PASSAGE PROVIDED:
- Opening Delimiter -

How is the lying down in front of a fan routine going? Any new insights on your health issues?

Not much has changed. I tried yet another antidepressant (Auvelity == Buproprion+DXM), and after 10 days I went cold turkey on it to see what would happen. Supposedly, going cold turkey on Auvelity is a nightmare and you'll get anything from brain zaps to headaches, nausea, fatigue, insomnia...

I felt nothing. This is one of the strongest antidepressants on the market, but after around 3 days it's like I'm on nothing. Same applies to Paliperidone which I tried earlier this year. And I've done the whole, "8 weeks and change" song and dance before, it never works. However my body's set up, the overall mechanism of psychiatric meds is apparently subverted.

Anyway, no progress. Interestingly, sleeping in front of a fan produces very little effect, maybe due to a lack of stimulants like sugar/caffeine (which I'm usually hopped up on) to magnify the effect. But another angle is, perhaps my breathing is shallow during sleep. The fan stuff doesn't work without deep breaths. I should really do deep breaths for an entire day and see what happens.

Dextromethorphan as an antidepressant, I had not encountered that before. Buproprion seems like it would be a good medication for a person dealing with anhedonia -- though my experience, as someone whose depressive episodes are secondary to anxiety, was it just made me more anxious than I'd ever been before. Like "have a crisis of faith because of brand-new worries"-level anxious.

Anhedonia sucks. Scott wrote once about how his patients with anxiety+depression often said that the anxiety was more disabling than the depression, and if they could just get a handle on the anxiety they could handle the rest. That's true to my experience. But anhedonia is the one thing that's worse: there is genuinely nothing as confusing and soul-destroying as not just feeling a lack of pleasure but a lack of any ability to understand what would give you pleasure.

Interesting that you haven't experienced any brain zaps. But it might actually be too early -- I only get brain zaps after about a week cold turkey off similar medications. It's possible that the brain chemistry changes that cause a lot of the (let's call it what it is) withdrawal syndrome are slow to manifest. So you may yet encounter the symptoms.

- Closing Delimiter -

[Stored dataset entries]
- Opening Delimiter -

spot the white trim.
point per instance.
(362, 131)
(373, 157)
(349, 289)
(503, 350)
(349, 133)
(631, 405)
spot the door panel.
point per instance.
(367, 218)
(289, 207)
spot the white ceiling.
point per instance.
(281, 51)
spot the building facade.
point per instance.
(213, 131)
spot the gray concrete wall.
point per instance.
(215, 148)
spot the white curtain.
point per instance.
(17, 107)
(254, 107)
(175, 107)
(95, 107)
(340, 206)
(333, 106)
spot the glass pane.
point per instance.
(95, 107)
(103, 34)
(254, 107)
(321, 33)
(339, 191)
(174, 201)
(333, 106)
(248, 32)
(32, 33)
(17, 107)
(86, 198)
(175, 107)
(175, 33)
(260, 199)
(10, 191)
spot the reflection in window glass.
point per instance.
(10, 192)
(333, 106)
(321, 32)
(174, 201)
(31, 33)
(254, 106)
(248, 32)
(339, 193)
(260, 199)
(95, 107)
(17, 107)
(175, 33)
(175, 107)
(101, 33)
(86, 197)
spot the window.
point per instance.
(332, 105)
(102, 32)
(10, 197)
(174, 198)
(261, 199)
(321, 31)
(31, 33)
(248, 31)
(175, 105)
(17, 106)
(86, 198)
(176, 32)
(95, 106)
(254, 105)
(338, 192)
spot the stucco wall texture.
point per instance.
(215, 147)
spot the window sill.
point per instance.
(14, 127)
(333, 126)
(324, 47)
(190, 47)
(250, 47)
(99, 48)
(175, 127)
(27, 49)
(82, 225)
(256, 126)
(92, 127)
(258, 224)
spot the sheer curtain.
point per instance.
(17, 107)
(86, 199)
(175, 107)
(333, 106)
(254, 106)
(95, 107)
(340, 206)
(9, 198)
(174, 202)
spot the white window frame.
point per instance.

- Closing Delimiter -

EXERCISE INSTRUCTIONS:
1 - Does the antidepressant discussion support each statement? Answer yes or no, quoting the deciding words. (a) Auvelity was stopped after 10 days of use. (b) Sleeping in front of a fan had a strong effect. (c) In the reply, brain zaps are said to come only after about a week cold turkey off similar medications.
2 - Proceed with the antidepressant discussion, picking up after its last sentence.
These entries stand apart from the antidepressant discussion and are separate material.

EXPECTED RESULTS:
1 -
(a) Yes: "after 10 days I went cold turkey on it to see what would happen"
(b) No: "sleeping in front of a fan produces very little effect"
(c) Yes: "I only get brain zaps after about a week cold turkey off similar medications"

2 -
The DXM extends the Buproprion's action, but the tradeoff is you're effectively high on cough syrup anywhere from a couple days to indefinitely on this drug.

It's possible that the brain chemistry changes that cause a lot of the (let's call it what it is) withdrawal syndrome are slow to manifest. So you may yet encounter the symptoms.

Maybe. My gut instinct is that there'll be zero withdrawal symptoms. Honestly, I've never had them before with anything (a mild headache when I quit caffeine cold turkey a couple years ago though). If ADs produce any effect at all, it'll be 1-2 mild symptoms in the first couple days, then nothing. Hell, even the Paliperidone felt like I was on nothing after week 1.

anhedonia is the one thing that's worse: there is genuinely nothing as confusing and soul-destroying as not just feeling a lack of pleasure but a lack of any ability to understand what would give you pleasure.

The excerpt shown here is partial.